ATTIVITÀ DA SVOLGERE:
a - Trascrivi il brano sul D.Lgs. 23/2015 da "Il D.Lgs. 23/2015, recante" fino a "e i licenziamenti." incluso.
b - Elenca i numeri di tutte le sentenze della Corte costituzionale menzionate nel brano sul D.Lgs. 23/2015.

BRANO:
####
Il D.Lgs. 23/2015, recante la disciplina delle tutele contro il licenziamento illegittimo, è stato oggetto di svariate pronunce della Corte costituzionale: solo nel 2024, la Corte si è pronunciata con sentenza n. 7 sul tema dei licenziamenti collettivi, con sentenza n. 22 sul tema del licenziamento nullo, con sentenza n. 44 con riferimento alle piccole imprese e con sentenza n. 128 con riferimento al licenziamento per giustificato motivo oggettivo. Contestualmente alla sentenza n. 128, la Corte si è pronunciata nella stessa data (16 luglio 2024) con la sentenza n. 129, che non sancisce l’incostituzionalità del Jobs Act ma che offre alcune importanti considerazioni in relazione ai rapporti tra le previsioni del CCNL e i licenziamenti.
La sentenza trae origine da un caso di licenziamento disciplinare. Il caso specifico riguardava un dipendente che, a fronte di addebiti disciplinari relativi a comportamenti adottati durante un periodo di malattia, aveva subito il licenziamento nonostante tali comportamenti fossero punibili solo con sanzioni di tipo conservativo secondo il contratto collettivo. All’interno del CCNL, infatti, è possibile prevedere che determinate infrazioni siano qualificate come meno gravi, dunque non meritevoli di licenziamento.
####
MATERIALE DI RIFERIMENTO:
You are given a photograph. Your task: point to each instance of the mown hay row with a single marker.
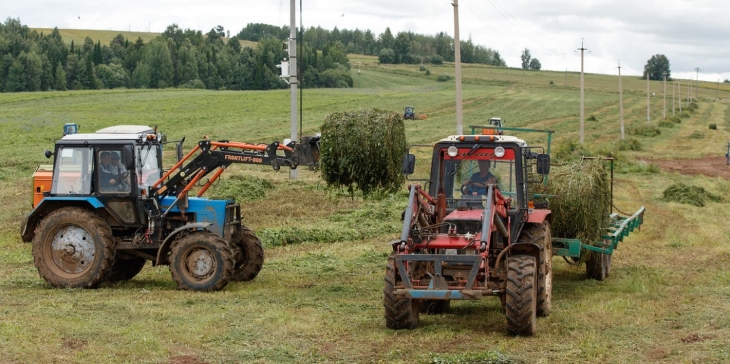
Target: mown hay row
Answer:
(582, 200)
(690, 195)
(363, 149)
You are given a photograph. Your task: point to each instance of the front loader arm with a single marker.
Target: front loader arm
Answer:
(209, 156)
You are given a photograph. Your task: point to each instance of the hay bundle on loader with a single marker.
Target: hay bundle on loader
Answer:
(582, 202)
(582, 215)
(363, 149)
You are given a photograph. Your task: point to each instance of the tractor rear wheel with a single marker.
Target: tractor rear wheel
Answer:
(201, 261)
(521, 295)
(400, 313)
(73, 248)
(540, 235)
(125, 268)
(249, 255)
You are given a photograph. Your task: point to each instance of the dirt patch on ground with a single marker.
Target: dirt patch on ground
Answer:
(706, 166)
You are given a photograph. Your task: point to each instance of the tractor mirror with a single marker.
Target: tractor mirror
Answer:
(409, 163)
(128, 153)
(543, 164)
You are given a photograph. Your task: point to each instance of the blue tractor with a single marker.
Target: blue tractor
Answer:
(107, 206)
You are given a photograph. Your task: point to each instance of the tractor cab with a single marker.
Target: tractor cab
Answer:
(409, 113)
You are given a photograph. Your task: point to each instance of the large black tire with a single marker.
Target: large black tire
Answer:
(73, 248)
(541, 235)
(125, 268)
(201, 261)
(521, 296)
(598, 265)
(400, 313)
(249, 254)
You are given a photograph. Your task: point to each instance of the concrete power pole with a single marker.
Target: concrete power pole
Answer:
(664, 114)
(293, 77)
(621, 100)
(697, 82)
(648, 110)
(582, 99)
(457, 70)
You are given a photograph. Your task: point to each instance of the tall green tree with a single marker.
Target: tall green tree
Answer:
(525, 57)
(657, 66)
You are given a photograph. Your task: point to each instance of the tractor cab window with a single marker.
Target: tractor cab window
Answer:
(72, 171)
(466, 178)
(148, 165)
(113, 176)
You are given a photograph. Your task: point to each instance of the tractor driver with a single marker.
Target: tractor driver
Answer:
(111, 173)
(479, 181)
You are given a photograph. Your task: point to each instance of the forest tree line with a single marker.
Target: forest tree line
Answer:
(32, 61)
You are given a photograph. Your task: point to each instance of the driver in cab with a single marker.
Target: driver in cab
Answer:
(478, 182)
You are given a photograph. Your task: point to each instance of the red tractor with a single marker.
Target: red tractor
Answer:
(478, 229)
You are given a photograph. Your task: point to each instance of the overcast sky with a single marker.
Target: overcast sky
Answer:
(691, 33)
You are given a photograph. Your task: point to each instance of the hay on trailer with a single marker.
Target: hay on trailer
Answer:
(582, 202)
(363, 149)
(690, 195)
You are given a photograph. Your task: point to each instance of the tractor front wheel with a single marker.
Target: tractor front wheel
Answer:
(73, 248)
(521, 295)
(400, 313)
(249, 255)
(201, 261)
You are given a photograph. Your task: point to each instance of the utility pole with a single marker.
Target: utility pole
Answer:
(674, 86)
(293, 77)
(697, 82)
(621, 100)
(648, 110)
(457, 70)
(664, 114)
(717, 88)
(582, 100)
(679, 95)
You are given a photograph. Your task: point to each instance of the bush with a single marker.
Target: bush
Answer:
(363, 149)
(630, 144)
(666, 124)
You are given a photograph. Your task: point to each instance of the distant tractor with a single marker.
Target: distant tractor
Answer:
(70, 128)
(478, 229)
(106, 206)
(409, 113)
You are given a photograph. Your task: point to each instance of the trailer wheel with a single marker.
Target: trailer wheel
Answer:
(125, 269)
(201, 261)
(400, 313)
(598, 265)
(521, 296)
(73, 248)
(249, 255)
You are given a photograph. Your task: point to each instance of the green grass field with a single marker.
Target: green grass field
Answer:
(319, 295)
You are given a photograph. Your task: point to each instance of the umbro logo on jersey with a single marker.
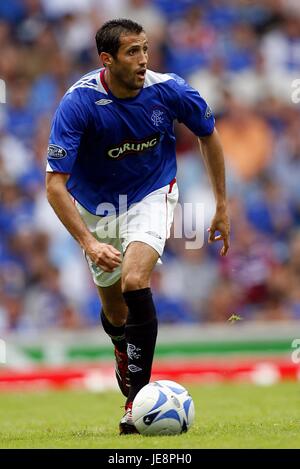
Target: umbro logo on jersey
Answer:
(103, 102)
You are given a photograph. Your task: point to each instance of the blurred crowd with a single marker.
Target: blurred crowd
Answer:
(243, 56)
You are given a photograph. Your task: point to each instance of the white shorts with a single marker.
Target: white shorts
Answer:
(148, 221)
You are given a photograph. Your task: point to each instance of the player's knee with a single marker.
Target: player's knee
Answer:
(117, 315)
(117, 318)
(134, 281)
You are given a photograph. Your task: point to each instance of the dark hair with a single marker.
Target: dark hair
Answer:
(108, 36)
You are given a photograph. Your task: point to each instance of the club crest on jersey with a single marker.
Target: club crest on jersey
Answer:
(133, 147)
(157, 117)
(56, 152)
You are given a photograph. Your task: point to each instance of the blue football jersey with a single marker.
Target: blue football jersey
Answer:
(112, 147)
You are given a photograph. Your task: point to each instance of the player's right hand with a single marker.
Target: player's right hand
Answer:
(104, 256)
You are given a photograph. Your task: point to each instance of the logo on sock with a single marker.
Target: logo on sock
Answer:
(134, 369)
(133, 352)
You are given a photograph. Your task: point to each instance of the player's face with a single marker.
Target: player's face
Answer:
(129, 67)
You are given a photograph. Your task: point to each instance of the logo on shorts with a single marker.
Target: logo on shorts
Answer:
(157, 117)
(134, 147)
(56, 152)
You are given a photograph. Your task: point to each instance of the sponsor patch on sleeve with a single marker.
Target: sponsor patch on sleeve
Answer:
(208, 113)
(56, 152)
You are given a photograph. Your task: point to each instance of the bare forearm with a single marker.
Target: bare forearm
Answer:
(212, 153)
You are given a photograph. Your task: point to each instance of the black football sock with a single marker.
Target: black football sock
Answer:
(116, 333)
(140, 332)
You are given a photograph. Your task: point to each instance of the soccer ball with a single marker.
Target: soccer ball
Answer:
####
RISULTATI ATTESI:
a -
Il D.Lgs. 23/2015, recante la disciplina delle tutele contro il licenziamento illegittimo, è stato oggetto di svariate pronunce della Corte costituzionale: solo nel 2024, la Corte si è pronunciata con sentenza n. 7 sul tema dei licenziamenti collettivi, con sentenza n. 22 sul tema del licenziamento nullo, con sentenza n. 44 con riferimento alle piccole imprese e con sentenza n. 128 con riferimento al licenziamento per giustificato motivo oggettivo. Contestualmente alla sentenza n. 128, la Corte si è pronunciata nella stessa data (16 luglio 2024) con la sentenza n. 129, che non sancisce l’incostituzionalità del Jobs Act ma che offre alcune importanti considerazioni in relazione ai rapporti tra le previsioni del CCNL e i licenziamenti.

b - n. 7, n. 22, n. 44, n. 128, n. 129